Passage to read:
Bringing redwoods science into everyday conversations

New League Councilor Jorge Ramos is a climate scientist focused on communication and community

Jorge Ramos, League Councilor
Jorge Ramos, a new Councilor for Save the Redwoods League, aims to expand young people's understanding of carbon cycling and sequestration in ecosystems.

For many people in 2020, the pandemic prompted withdrawal to indoor spaces. But for League Councilor Jorge Ramos, it presented an opportunity to explore the coast redwood and giant sequoia forests he had never seen firsthand.

Ramos has a Ph.D. in ecosystem ecology with a focus on carbon cycling and has expanded this work to include science education and climate communications. But none of this work brought him to the tall trees until his appointment in late 2019 as associate director for environmental education at the Jasper Ridge Biological Preserve of Stanford University.

“It’s one of those things when you come to California, people come up to you and tell you that you have to go to Yosemite, Sequoia, and Humboldt,” Ramos recalls. “I realized pretty fast that I needed to explore all of those places.”

When the COVID shelter-in-place restrictions eased in the middle of the year, but remote learning continued, Ramos realized that he could hit the road while continuing to teach virtually. His tour of the redwoods took him to Mariposa Grove in Yosemite National Park, Sequoia National Park, Jedediah Smith Redwoods State Park, Redwood National Park, and everything in between.

While the experience was inspiring, Ramos said it was also a little bittersweet, as he was unable to travel with family or friends or share it with others due to the limitations brought by COVID-19.

For Ramos, sharing the wonders of nature is an important theme in everything he does, but his perspective is a little different than others’.

Tasks:
A – Summarize the profile of Jorge Ramos in two sentences.
B – Echo the profile of Jorge Ramos word for word, covering everything from "Ramos has a" down to "of Stanford University.".

Information:
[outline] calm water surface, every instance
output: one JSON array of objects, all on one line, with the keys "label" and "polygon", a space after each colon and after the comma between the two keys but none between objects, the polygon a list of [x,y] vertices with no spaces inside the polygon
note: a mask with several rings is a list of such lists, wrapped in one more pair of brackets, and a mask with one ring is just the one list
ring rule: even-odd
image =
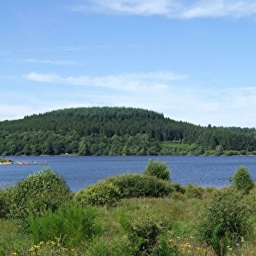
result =
[{"label": "calm water surface", "polygon": [[246,166],[256,181],[256,157],[10,157],[14,161],[47,162],[47,165],[0,165],[0,186],[15,184],[45,167],[62,175],[71,190],[97,183],[99,179],[123,174],[141,173],[149,159],[166,161],[173,182],[202,187],[230,185],[228,178]]}]

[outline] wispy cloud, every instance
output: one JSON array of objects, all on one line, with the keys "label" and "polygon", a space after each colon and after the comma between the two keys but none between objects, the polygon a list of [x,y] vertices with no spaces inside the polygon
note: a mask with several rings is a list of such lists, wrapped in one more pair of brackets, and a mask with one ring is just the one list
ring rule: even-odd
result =
[{"label": "wispy cloud", "polygon": [[256,14],[255,0],[89,0],[82,3],[73,7],[72,10],[145,16],[158,15],[181,19],[241,18]]},{"label": "wispy cloud", "polygon": [[25,59],[22,60],[25,63],[31,63],[31,64],[45,64],[50,65],[59,65],[59,66],[69,66],[75,65],[77,62],[73,61],[67,60],[51,60],[51,59]]},{"label": "wispy cloud", "polygon": [[170,72],[156,72],[150,73],[124,73],[116,76],[107,75],[99,78],[90,78],[89,76],[62,78],[54,74],[40,74],[32,72],[26,75],[25,78],[37,82],[97,86],[119,91],[138,91],[146,88],[167,88],[168,84],[167,82],[184,80],[187,78],[187,76]]},{"label": "wispy cloud", "polygon": [[59,83],[61,81],[61,78],[57,75],[39,74],[34,72],[32,72],[28,75],[26,75],[26,78],[37,82],[44,83]]}]

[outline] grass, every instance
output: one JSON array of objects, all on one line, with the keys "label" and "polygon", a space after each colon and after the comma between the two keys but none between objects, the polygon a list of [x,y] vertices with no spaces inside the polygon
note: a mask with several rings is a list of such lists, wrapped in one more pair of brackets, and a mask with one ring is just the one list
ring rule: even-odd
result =
[{"label": "grass", "polygon": [[[105,246],[108,245],[112,246],[110,247],[112,248],[112,252],[110,252],[110,255],[111,253],[114,255],[116,251],[118,252],[118,247],[120,250],[120,244],[122,242],[127,244],[126,234],[124,233],[120,224],[120,217],[122,214],[128,217],[128,220],[132,224],[135,222],[138,217],[146,214],[159,222],[165,221],[165,223],[167,223],[170,226],[167,227],[167,232],[165,234],[165,240],[170,241],[170,243],[173,241],[173,246],[174,244],[178,245],[179,249],[184,251],[185,244],[187,244],[187,249],[190,248],[189,244],[196,244],[196,241],[191,238],[195,236],[195,221],[200,208],[203,207],[203,203],[202,200],[196,198],[181,200],[171,197],[145,197],[123,199],[115,206],[110,207],[107,212],[104,207],[97,207],[97,222],[102,227],[102,232],[99,236],[94,237],[90,241],[90,244],[86,241],[80,243],[72,253],[73,255],[79,253],[80,255],[93,255],[94,251],[95,253],[99,253],[100,246],[104,251]],[[15,221],[0,219],[0,225],[1,227],[1,255],[12,255],[12,253],[18,253],[18,255],[33,255],[31,252],[34,252],[34,250],[31,250],[31,249],[33,248],[33,246],[34,248],[36,248],[36,246],[40,244],[38,241],[33,244],[33,237],[20,234],[17,229]],[[44,244],[45,249],[48,248],[46,242],[47,241],[41,241],[41,245]],[[186,244],[188,242],[189,244]],[[96,249],[96,247],[98,249]],[[201,247],[197,246],[197,247],[203,248],[202,246]],[[67,251],[59,252],[62,255],[71,255],[71,249],[74,248],[66,248]],[[50,249],[53,250],[53,249]],[[127,248],[123,248],[123,249],[128,250]],[[194,255],[200,255],[197,251],[198,249],[195,249]]]},{"label": "grass", "polygon": [[[57,176],[53,176],[51,172],[45,171],[44,173],[47,177],[50,177],[50,181],[52,179],[58,182],[61,181],[55,178]],[[23,206],[25,210],[28,211],[28,215],[20,219],[22,222],[17,220],[18,219],[15,218],[17,214],[12,215],[12,219],[8,220],[0,219],[0,255],[216,255],[212,247],[200,242],[197,236],[200,230],[197,226],[198,219],[200,219],[202,212],[208,208],[206,206],[209,203],[211,203],[210,206],[214,211],[211,211],[210,215],[205,215],[204,217],[206,220],[214,221],[205,222],[206,226],[203,226],[203,230],[208,230],[207,227],[211,226],[210,224],[214,224],[214,227],[219,225],[222,232],[223,227],[224,228],[227,227],[225,218],[227,218],[227,219],[233,225],[234,224],[233,219],[240,216],[238,214],[245,212],[241,211],[241,208],[236,206],[242,206],[244,209],[244,206],[249,206],[246,213],[249,214],[248,219],[252,224],[252,230],[249,233],[246,230],[248,233],[244,233],[242,238],[239,236],[237,242],[236,240],[235,245],[223,244],[221,240],[223,238],[222,233],[219,236],[221,238],[217,243],[220,243],[220,245],[225,244],[224,248],[226,252],[221,256],[256,255],[255,187],[252,188],[248,195],[240,197],[239,191],[235,192],[230,188],[217,189],[211,187],[203,189],[195,186],[187,186],[182,189],[179,188],[180,189],[176,191],[171,190],[170,194],[165,197],[122,198],[121,200],[115,200],[108,209],[100,203],[92,206],[88,205],[89,203],[86,201],[78,201],[75,200],[76,193],[68,194],[67,196],[64,189],[63,195],[66,196],[65,203],[59,203],[58,208],[53,208],[47,209],[42,207],[43,211],[39,211],[44,204],[42,203],[39,206],[40,207],[37,207],[38,200],[40,202],[42,197],[45,198],[45,193],[48,194],[48,199],[45,200],[48,203],[49,200],[55,200],[55,196],[61,198],[62,190],[56,194],[56,189],[53,189],[54,193],[50,195],[49,193],[53,192],[53,189],[52,186],[49,185],[47,187],[47,190],[43,187],[42,192],[40,192],[41,182],[34,183],[38,185],[37,190],[35,185],[31,187],[30,183],[28,184],[28,181],[37,181],[37,175],[34,175],[33,177],[29,177],[26,182],[23,181],[26,186],[26,189],[22,191],[26,194],[29,192],[34,192],[33,195],[39,195],[39,197],[37,197],[39,199],[33,196],[29,200],[28,197],[26,203],[30,204]],[[65,185],[63,182],[60,182],[60,184]],[[20,187],[18,186],[15,189],[20,189]],[[133,186],[131,186],[131,188],[132,189]],[[148,187],[146,188],[148,189]],[[108,189],[103,190],[103,192],[106,191]],[[216,193],[217,191],[218,193]],[[227,191],[232,193],[222,193]],[[235,200],[236,197],[236,198],[233,197],[233,193],[239,195],[237,197],[239,198],[239,201]],[[99,196],[98,192],[94,194],[94,197]],[[10,198],[13,195],[13,190],[10,189],[6,190],[6,193],[2,193],[2,200],[0,202],[1,206],[10,207],[12,202]],[[215,197],[212,197],[213,195],[215,195]],[[217,195],[218,197],[216,197]],[[223,195],[227,195],[227,197],[222,198],[220,202],[218,201],[218,206],[216,207],[217,201],[212,203],[212,199],[219,200]],[[16,200],[16,203],[19,206],[19,200]],[[222,211],[220,215],[219,215],[219,211],[218,211],[219,206],[225,210]],[[29,208],[27,211],[29,206],[33,211],[30,211]],[[22,209],[23,208],[16,208],[18,211]],[[11,207],[10,210],[11,213]],[[39,211],[40,214],[38,214]],[[214,215],[214,219],[206,218],[211,217],[212,212],[216,214],[216,217]],[[222,215],[222,212],[226,215]],[[231,216],[230,214],[235,215]],[[239,222],[239,220],[244,219],[243,217],[245,216],[247,217],[247,215],[244,214],[240,219],[236,219]],[[228,223],[227,227],[233,227],[230,225],[230,223]],[[246,222],[241,223],[244,225]],[[210,235],[214,233],[211,232],[212,230],[210,230]],[[206,235],[209,235],[209,233]],[[230,240],[228,242],[230,241]]]}]

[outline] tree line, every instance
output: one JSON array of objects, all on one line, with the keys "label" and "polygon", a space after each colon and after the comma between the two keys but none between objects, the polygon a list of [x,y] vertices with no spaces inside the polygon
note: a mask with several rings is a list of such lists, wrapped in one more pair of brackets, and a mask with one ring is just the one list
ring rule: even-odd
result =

Completed exercise:
A – Jorge Ramos, a climate scientist and new Save the Redwoods League Councilor with a Ph.D. in ecosystem ecology, had not been brought to the tall trees by his work until his late-2019 appointment at Stanford's Jasper Ridge Biological Preserve. In 2020, while teaching remotely during the pandemic, he toured redwood and sequoia forests from Mariposa Grove to Jedediah Smith Redwoods State Park, a trip he found inspiring but bittersweet because he could not share it with family or friends.

B –
Ramos has a Ph.D. in ecosystem ecology with a focus on carbon cycling and has expanded this work to include science education and climate communications. But none of this work brought him to the tall trees until his appointment in late 2019 as associate director for environmental education at the Jasper Ridge Biological Preserve of Stanford University.